Goal:
Write out every entry exactly as it appears.

* start Source material *

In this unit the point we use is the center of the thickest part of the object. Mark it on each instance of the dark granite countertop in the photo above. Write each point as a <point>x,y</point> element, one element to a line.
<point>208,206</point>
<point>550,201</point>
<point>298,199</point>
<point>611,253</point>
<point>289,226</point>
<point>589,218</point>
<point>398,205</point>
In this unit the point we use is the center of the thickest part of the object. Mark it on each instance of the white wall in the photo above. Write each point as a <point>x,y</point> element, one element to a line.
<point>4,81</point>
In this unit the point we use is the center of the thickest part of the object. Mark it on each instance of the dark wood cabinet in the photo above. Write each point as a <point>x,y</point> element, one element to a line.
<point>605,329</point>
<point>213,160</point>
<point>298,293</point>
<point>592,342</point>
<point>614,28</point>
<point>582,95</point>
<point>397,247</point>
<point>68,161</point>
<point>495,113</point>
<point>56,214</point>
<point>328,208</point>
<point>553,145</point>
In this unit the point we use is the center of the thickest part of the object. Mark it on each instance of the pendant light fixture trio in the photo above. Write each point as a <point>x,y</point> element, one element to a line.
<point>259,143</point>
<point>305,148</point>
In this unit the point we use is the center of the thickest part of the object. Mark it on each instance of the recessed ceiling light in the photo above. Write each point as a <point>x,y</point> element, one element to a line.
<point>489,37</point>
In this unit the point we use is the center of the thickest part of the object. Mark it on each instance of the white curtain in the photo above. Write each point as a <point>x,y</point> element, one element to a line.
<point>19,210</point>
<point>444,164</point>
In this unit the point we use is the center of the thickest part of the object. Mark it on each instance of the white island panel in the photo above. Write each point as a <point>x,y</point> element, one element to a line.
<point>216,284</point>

* end Source material *

Written solution:
In this unit the point we use is the center of the thickest part of the object. Mark it on each instance of the dark granite countertop in the photo above. Write each point as a <point>x,y</point> element, one element to a line.
<point>208,206</point>
<point>550,201</point>
<point>298,199</point>
<point>611,253</point>
<point>289,226</point>
<point>589,218</point>
<point>398,205</point>
In this unit the point we use is the center of the thickest part of the object. Mark it on each instance of the white wall in the photo above. Write each point as a <point>x,y</point> element, one element to a line.
<point>4,81</point>
In this unit the point we use is the center of the thickest part of the object. Mark it on each instance of the dark wood cabinet in the photo above. Write each point as a <point>x,y</point> element, one element to a line.
<point>605,329</point>
<point>213,160</point>
<point>298,293</point>
<point>592,342</point>
<point>614,28</point>
<point>582,95</point>
<point>397,247</point>
<point>68,161</point>
<point>495,113</point>
<point>56,214</point>
<point>328,208</point>
<point>553,145</point>
In this unit the point we use is the center of the thickest part of the object. Mark it on each instance of the pendant light fixture trio in the photo above. Write each point as a <point>x,y</point> element, one element to a line.
<point>259,143</point>
<point>305,148</point>
In this unit the point we use is the center of the thickest part of the object. Mark it on each instance of the recessed ceiling light in the photo above. Write each point as a <point>x,y</point> element, one element to a line.
<point>489,37</point>
In this unit the point we use is the center of the thickest part of the object. Mark it on each instance of the white curtain in the photo above. Write each point as a <point>x,y</point> element, one element to a line.
<point>19,210</point>
<point>444,164</point>
In this unit the point we use is the center of the thickest part of the object. Mark it on each instance of the white island panel in the photo above. Write each point as a <point>x,y</point> element, one element to a line.
<point>216,284</point>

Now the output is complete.